DATA TO PROCESS>
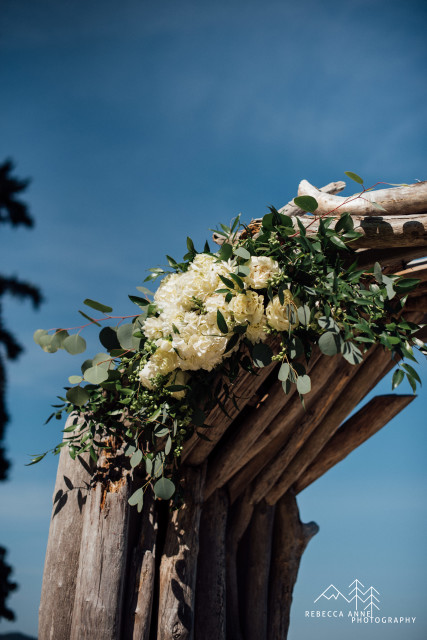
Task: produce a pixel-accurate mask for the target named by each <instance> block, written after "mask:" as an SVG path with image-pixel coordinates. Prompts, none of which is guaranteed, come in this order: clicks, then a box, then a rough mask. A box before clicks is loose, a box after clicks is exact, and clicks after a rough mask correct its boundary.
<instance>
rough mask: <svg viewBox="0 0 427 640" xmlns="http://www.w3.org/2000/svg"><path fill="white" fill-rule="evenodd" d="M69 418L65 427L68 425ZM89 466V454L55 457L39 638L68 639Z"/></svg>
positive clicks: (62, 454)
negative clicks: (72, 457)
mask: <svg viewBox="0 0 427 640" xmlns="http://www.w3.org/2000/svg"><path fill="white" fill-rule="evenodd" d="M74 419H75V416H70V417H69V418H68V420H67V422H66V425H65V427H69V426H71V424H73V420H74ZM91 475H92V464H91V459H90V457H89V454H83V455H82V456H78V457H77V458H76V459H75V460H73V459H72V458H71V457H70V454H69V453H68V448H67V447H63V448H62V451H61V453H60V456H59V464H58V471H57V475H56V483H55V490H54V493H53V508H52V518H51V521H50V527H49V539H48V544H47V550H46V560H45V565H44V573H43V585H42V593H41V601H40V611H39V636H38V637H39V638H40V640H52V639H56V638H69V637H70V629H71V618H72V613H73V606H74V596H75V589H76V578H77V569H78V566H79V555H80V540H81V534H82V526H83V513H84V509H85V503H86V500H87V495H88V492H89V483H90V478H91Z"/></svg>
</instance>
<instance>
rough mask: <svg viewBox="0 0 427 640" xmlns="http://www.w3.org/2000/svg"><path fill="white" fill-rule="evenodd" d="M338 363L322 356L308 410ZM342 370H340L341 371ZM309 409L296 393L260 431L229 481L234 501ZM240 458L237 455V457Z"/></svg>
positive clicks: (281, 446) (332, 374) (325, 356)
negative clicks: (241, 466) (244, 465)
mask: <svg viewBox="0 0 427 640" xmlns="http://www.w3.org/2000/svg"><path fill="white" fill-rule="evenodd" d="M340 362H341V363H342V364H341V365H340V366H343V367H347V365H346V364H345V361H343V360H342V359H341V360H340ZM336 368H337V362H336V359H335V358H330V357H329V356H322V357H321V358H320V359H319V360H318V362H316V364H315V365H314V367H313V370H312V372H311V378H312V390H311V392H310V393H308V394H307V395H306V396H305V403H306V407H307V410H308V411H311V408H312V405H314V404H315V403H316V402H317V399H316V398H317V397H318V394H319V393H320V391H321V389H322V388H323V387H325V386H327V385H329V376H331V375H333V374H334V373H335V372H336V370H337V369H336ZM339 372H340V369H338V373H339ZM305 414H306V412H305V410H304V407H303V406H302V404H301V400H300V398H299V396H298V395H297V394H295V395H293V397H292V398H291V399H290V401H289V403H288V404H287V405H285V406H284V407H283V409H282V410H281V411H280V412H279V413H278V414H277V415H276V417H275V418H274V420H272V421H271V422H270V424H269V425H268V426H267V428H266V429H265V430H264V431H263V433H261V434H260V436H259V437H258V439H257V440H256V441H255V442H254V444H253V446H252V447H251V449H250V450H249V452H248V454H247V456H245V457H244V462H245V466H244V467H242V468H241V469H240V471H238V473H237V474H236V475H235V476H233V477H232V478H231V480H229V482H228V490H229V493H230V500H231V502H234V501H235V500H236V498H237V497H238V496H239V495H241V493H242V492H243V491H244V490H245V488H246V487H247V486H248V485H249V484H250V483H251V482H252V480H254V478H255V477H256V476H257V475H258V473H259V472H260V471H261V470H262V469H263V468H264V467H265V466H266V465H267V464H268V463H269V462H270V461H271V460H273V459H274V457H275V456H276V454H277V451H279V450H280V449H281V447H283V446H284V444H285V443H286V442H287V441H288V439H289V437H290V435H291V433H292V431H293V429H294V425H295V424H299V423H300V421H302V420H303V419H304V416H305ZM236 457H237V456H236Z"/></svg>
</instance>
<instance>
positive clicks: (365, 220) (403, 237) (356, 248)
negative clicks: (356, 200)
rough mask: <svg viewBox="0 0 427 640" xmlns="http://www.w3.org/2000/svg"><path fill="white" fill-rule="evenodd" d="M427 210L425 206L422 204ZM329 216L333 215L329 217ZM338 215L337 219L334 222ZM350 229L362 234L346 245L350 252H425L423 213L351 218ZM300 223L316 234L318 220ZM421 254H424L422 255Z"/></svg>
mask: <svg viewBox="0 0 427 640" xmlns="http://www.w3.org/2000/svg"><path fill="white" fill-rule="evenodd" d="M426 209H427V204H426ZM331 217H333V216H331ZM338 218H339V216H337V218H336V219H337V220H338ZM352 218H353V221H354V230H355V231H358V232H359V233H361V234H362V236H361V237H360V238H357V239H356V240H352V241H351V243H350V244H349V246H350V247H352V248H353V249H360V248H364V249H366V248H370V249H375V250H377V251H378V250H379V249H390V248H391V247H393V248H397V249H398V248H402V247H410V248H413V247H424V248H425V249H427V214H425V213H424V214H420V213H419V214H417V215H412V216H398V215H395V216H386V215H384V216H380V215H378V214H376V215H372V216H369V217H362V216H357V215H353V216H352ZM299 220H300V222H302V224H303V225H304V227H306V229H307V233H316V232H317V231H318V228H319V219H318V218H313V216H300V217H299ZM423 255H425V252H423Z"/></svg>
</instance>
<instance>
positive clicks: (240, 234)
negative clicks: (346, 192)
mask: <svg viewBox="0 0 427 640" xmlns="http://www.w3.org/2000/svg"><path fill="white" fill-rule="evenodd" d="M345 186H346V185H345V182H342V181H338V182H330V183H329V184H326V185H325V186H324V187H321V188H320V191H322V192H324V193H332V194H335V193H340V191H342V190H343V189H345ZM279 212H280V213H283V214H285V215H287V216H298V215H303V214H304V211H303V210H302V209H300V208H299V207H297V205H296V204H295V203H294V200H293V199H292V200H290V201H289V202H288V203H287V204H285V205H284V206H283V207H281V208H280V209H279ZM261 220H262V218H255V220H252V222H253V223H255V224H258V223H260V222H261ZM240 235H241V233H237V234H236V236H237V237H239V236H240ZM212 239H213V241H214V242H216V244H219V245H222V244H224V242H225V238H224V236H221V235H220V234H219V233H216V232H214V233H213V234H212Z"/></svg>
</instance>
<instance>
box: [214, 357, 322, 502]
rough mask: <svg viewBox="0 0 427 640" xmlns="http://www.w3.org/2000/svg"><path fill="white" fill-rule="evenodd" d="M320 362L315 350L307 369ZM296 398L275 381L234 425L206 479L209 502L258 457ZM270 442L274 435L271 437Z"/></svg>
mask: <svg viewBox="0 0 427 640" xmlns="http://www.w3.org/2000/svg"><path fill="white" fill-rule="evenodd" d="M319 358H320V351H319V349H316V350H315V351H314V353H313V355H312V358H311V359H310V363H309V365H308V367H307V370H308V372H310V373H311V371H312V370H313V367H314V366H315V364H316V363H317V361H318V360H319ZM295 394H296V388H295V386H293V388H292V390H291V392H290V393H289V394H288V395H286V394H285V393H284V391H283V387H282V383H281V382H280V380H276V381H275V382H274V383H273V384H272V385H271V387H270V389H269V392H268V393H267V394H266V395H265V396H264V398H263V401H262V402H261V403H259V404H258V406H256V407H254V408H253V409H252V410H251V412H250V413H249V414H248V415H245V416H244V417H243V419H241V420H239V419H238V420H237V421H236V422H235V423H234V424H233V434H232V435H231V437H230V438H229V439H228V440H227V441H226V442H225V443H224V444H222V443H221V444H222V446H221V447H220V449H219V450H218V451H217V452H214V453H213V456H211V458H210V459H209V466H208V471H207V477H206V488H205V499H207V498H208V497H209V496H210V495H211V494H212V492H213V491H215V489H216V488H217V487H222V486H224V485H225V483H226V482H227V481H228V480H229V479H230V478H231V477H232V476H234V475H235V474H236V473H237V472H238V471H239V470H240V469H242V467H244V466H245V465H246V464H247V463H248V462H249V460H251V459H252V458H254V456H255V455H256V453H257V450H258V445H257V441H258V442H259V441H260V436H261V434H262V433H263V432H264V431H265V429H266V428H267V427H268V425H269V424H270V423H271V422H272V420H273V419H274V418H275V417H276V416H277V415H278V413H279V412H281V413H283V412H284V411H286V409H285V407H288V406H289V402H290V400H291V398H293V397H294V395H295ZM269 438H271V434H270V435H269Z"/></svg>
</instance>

DIRECTIVE>
Reproduce word for word the lines of the rows from the line containing "negative clicks: (72, 457)" to the line containing "positive clicks: (281, 446)", including both of those lines.

SOLVED PROBLEM>
negative clicks: (72, 457)
mask: <svg viewBox="0 0 427 640" xmlns="http://www.w3.org/2000/svg"><path fill="white" fill-rule="evenodd" d="M74 419H75V416H70V417H69V418H68V420H67V422H66V425H65V427H69V426H71V424H73V420H74ZM91 475H92V464H91V459H90V457H89V454H83V455H82V456H78V457H77V458H76V459H75V460H73V459H72V458H71V457H70V454H69V453H68V448H67V447H63V448H62V451H61V453H60V456H59V464H58V471H57V475H56V483H55V490H54V493H53V508H52V518H51V521H50V527H49V539H48V544H47V550H46V560H45V565H44V573H43V585H42V593H41V601H40V611H39V636H38V637H39V638H40V640H52V639H56V638H69V637H70V629H71V618H72V613H73V606H74V596H75V589H76V578H77V569H78V566H79V555H80V540H81V534H82V526H83V513H84V509H85V503H86V500H87V495H88V492H89V483H90V478H91Z"/></svg>
</instance>
<instance>
rough mask: <svg viewBox="0 0 427 640" xmlns="http://www.w3.org/2000/svg"><path fill="white" fill-rule="evenodd" d="M338 363L322 356L308 410ZM342 370H340L341 371ZM309 409L296 393L260 431L229 481L234 501ZM240 458L237 455V457Z"/></svg>
positive clicks: (281, 446) (332, 374) (325, 356)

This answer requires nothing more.